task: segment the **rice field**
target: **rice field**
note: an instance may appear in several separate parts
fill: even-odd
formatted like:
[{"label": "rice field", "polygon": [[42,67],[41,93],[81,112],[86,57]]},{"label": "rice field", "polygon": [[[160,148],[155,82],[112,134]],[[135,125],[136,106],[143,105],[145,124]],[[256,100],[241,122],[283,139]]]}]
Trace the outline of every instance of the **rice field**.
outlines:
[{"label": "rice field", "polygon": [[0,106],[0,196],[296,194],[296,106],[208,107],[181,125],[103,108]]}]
┄┄┄┄┄┄┄┄┄┄
**EXERCISE DETAILS**
Can you copy out every line of the records above verbatim, with nothing left out or changed?

**CORRECT RESULT**
task: segment the **rice field**
target: **rice field**
note: an instance may appear in several separate parts
fill: even-odd
formatted like:
[{"label": "rice field", "polygon": [[42,67],[41,93],[81,112],[86,57]]},{"label": "rice field", "polygon": [[[160,148],[155,82],[112,134]],[[135,125],[136,106],[143,105],[145,124]],[[256,100],[241,122],[283,139]]]}]
Trace the outline of every instance of the **rice field**.
outlines:
[{"label": "rice field", "polygon": [[0,106],[0,196],[296,194],[296,106],[208,107],[181,125],[103,108]]}]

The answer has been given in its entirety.